SUPPLIED PASSAGE:
I buy them out of a fisherman’s truck who comes down @ 3 pounds for $12. Unlike the Whole Food which washes them, I get the orange roe attached which I like.
That’s what I love about getting them from the guy at the Farmer’s Market (Pemaquid Lobster) - can get them whole, headless, or peeled, depending on what I need. Got 3 pounds of frozen to have off season a few tmes. You are lucky to get them down where you are!
I haven’t (that I recall), but thanks for reminding me of them, Gary. Somebody had a Stonington Shrimp CSA plan a couple of years ago - I passed on it, and they had completely faded from my mind until you mentioned. I’ll look into them again.
I love Maine and all its bounties of the sea. We have a cabin in a lobster village, and IMO, I eat better there than any place in the world, France included (though a week in Brittany in 1990 was pretty close). Having said that and feeling that, I do think Maine shrimp are a weak link. They are a pain to eat, a la crawfish, as there is little meat to the weight. And, they are very very easy to overcook…a minute’s steaming is about it. To use them in a dish, they have to be picked. Buying them picked in Maine is iffy…many places that sell them as meat add a chemical similar to those added to scallops. Then, those that don’t…are used, even by me, before I fouind out, rinsed off. It rinses away much of the flavor.
I’ve frozen the fresh shucked, no preservative meats and they have almost always disappointed those being served them. The meat turns mushy. Freezing them whole is even worse.
Eating them barely steamed fresh out of the sea is good. The rest of the ways very iffy. (Though restaurants will bread and fry the frozen meats.)

DATASET EXCERPTS:
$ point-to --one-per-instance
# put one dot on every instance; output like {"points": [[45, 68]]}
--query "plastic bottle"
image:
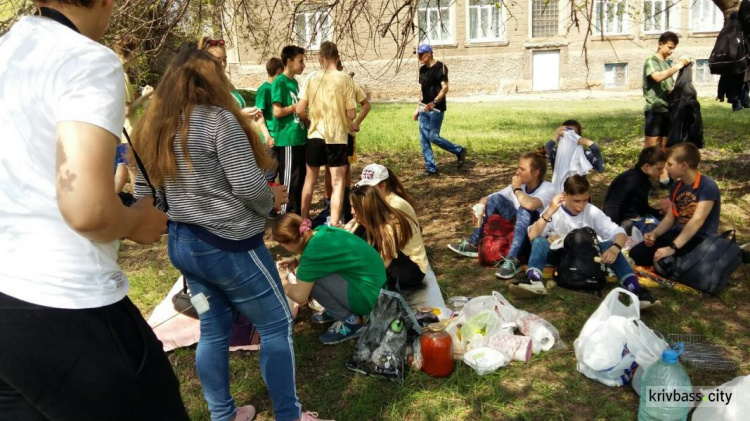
{"points": [[437, 351], [665, 376]]}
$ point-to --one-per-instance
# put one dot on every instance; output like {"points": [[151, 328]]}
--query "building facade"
{"points": [[505, 48]]}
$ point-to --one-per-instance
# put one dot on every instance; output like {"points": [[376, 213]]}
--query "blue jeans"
{"points": [[542, 255], [247, 282], [498, 204], [429, 131]]}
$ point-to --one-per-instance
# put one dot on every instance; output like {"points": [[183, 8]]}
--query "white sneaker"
{"points": [[528, 289]]}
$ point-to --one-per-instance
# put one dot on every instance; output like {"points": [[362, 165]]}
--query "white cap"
{"points": [[373, 174]]}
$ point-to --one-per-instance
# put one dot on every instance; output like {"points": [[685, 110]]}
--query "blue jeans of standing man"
{"points": [[498, 204], [247, 282], [541, 255], [430, 123]]}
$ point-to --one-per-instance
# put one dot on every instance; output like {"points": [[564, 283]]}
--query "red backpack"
{"points": [[497, 237]]}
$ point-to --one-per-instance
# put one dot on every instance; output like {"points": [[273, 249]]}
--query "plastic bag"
{"points": [[485, 360], [602, 347], [388, 340], [543, 335]]}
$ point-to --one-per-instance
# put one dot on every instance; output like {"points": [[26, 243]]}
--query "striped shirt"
{"points": [[224, 192]]}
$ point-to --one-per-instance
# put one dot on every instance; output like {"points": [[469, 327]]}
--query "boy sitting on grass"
{"points": [[568, 211]]}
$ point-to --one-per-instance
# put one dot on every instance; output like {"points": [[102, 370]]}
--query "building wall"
{"points": [[498, 67]]}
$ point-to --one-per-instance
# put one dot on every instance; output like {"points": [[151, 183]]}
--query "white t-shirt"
{"points": [[51, 74], [544, 192], [591, 216]]}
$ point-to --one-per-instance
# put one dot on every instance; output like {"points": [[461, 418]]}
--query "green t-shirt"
{"points": [[656, 93], [333, 250], [264, 103], [238, 99], [289, 129]]}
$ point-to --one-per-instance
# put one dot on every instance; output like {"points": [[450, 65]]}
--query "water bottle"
{"points": [[664, 381]]}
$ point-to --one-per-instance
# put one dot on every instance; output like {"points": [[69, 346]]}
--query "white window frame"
{"points": [[320, 16], [626, 75], [668, 19], [484, 8], [697, 25], [622, 18], [531, 21], [441, 8]]}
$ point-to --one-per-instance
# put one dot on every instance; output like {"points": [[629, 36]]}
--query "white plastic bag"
{"points": [[601, 348]]}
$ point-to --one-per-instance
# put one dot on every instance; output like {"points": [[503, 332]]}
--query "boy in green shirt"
{"points": [[657, 84], [291, 132], [264, 103]]}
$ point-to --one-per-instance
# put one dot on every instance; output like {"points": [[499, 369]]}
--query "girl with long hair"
{"points": [[522, 201], [336, 268], [207, 164], [394, 234], [389, 186]]}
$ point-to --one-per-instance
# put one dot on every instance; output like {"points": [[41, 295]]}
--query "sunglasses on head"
{"points": [[213, 42]]}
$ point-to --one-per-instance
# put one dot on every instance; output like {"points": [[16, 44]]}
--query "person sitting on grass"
{"points": [[694, 216], [626, 202], [389, 186], [394, 234], [526, 196], [336, 268], [592, 152], [566, 212]]}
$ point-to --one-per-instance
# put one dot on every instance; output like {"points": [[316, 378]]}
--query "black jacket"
{"points": [[627, 196], [685, 111]]}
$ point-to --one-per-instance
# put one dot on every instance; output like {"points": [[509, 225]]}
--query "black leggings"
{"points": [[403, 273], [93, 364]]}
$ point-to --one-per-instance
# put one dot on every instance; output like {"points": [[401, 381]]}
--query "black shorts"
{"points": [[319, 154], [657, 124]]}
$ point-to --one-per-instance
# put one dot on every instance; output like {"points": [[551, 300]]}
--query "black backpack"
{"points": [[580, 264], [707, 267], [730, 53]]}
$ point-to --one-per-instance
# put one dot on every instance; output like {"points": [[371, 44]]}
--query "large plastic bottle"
{"points": [[666, 376]]}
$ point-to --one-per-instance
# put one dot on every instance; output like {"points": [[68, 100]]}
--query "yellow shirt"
{"points": [[329, 93], [397, 202]]}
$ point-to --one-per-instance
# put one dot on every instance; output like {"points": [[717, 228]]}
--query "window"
{"points": [[660, 16], [312, 26], [705, 16], [543, 18], [615, 75], [434, 20], [702, 73], [611, 17], [486, 21]]}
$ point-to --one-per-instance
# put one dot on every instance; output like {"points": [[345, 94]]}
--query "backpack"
{"points": [[497, 237], [580, 268], [730, 53], [707, 267]]}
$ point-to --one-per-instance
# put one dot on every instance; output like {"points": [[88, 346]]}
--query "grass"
{"points": [[549, 387]]}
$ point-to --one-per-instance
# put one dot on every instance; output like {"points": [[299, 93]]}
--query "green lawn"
{"points": [[549, 387]]}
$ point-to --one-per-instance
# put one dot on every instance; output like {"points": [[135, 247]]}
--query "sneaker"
{"points": [[322, 317], [340, 332], [646, 299], [246, 413], [465, 248], [528, 288], [310, 416], [461, 158], [509, 268]]}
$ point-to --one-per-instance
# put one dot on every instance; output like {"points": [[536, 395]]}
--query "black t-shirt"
{"points": [[431, 78]]}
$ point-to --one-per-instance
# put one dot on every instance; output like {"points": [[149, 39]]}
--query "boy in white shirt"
{"points": [[568, 211]]}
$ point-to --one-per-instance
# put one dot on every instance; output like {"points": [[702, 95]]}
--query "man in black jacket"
{"points": [[626, 201]]}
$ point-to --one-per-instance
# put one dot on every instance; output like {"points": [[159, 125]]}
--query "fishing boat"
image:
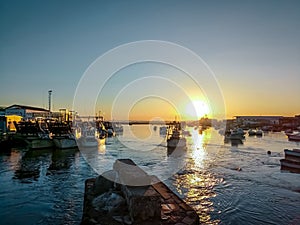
{"points": [[34, 133], [41, 142], [293, 136], [291, 161], [88, 138], [174, 136], [256, 132], [163, 130], [62, 135]]}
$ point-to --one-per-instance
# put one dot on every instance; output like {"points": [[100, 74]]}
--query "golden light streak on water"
{"points": [[195, 182]]}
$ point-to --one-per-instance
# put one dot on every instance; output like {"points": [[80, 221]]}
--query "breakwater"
{"points": [[128, 195]]}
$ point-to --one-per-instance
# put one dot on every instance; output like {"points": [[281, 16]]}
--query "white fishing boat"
{"points": [[293, 136], [256, 132], [65, 141], [62, 135], [88, 138], [42, 141], [163, 131], [174, 137], [291, 161]]}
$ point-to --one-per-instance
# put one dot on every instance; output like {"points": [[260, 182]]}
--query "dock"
{"points": [[128, 195]]}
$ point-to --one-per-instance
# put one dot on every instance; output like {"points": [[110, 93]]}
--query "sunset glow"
{"points": [[197, 109]]}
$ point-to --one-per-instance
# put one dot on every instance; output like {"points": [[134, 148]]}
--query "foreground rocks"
{"points": [[127, 195]]}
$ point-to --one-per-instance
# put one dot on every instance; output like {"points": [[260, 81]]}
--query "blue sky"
{"points": [[252, 47]]}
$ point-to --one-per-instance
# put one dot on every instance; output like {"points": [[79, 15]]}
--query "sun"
{"points": [[196, 109]]}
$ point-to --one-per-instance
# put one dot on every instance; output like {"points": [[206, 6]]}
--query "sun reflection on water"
{"points": [[195, 181]]}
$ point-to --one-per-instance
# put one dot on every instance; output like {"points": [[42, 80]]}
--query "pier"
{"points": [[116, 198]]}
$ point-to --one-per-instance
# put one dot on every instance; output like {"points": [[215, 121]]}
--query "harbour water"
{"points": [[225, 184]]}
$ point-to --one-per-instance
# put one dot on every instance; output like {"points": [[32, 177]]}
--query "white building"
{"points": [[26, 112]]}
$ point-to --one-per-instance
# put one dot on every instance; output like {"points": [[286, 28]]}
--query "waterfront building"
{"points": [[26, 112], [258, 120]]}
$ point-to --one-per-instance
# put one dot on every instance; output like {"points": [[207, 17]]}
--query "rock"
{"points": [[104, 182], [108, 201]]}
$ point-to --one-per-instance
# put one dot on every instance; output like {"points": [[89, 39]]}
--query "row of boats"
{"points": [[48, 134], [291, 161]]}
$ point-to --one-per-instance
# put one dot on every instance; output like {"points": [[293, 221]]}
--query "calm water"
{"points": [[225, 184]]}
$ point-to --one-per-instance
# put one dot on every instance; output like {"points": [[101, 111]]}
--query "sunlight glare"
{"points": [[196, 109]]}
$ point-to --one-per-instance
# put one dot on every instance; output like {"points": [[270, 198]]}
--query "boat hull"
{"points": [[63, 143], [288, 164], [176, 143], [41, 143]]}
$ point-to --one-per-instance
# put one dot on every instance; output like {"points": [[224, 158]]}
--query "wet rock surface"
{"points": [[108, 200]]}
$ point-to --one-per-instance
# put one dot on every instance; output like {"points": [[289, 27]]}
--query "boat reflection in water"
{"points": [[194, 182]]}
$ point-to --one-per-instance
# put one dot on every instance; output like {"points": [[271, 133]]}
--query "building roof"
{"points": [[258, 117], [27, 107]]}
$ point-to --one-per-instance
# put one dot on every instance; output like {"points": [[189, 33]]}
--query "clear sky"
{"points": [[252, 47]]}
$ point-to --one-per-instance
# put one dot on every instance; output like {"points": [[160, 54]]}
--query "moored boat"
{"points": [[291, 161], [88, 138], [62, 135], [44, 141], [64, 142], [293, 136], [174, 137]]}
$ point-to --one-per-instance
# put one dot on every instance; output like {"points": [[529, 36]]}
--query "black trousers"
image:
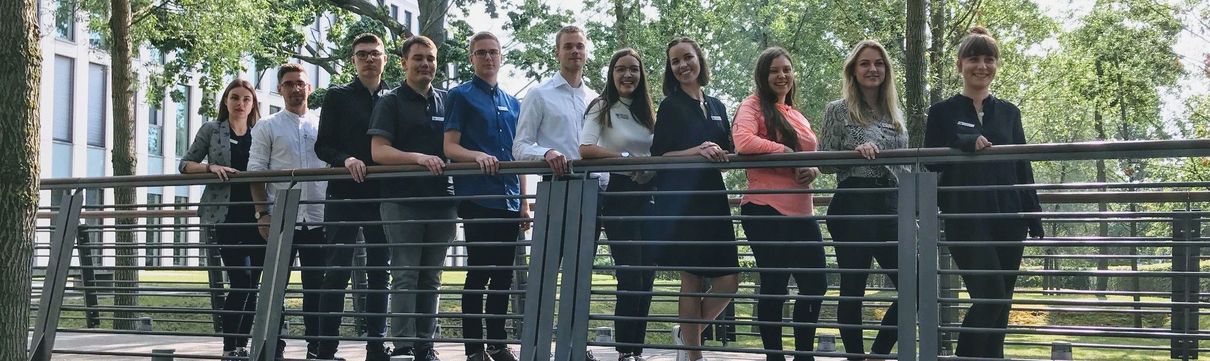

WHAT THE EXERCISE ASKS:
Continue the Maine shrimp comment thread above, the one placed before the data, starting after its last sentence.

RESPONSE TO THIS EXERCISE:
Even in Maine, though, chefs rarely really mess with them. Even the “following” in Maine is not that great. There are much better seasonal seafoods to clamor for: scallops, clams, etc.
To be clear, I like them, but other than freshly steamed (barely steamed or they will turn to rubber)…and just picked, I’ve most often been disappointed with them, as much as I cherish Maine and its bounty.
I love native shrimp season. I’m on the NH coast and during the short season, these shrimp can be found in every fish market and even in larger grocery stores. They are a pain to clean, but when they are plentiful, they can be dirt cheap. My local grocery store was selling them for $1 a pound. I made some shrimp stock after eating a bunch for dinner one night, but then forgot about it…was going to make a risotto.
I picked mine up from Port Clyde, they are dated and packaged peeled and frozen… But they have this pink liquid in the bag with them? Curious as to what this is?
Paul, I have gone there at Xmas time and watched them pick them (“peel them”). The liquid is just water. The color from teh shells leeches out into that water. I used to buy the packets freeze them for use later in the year, at home in PA. I stupidly rinsed them, before I learned that that is where most of the flavor is.
I would have tried more this Xmas, but…the season was shortened, as the supply is threatened. They’ve had to cut back shrimp and Maine scallop season, too, this year. Always concerning.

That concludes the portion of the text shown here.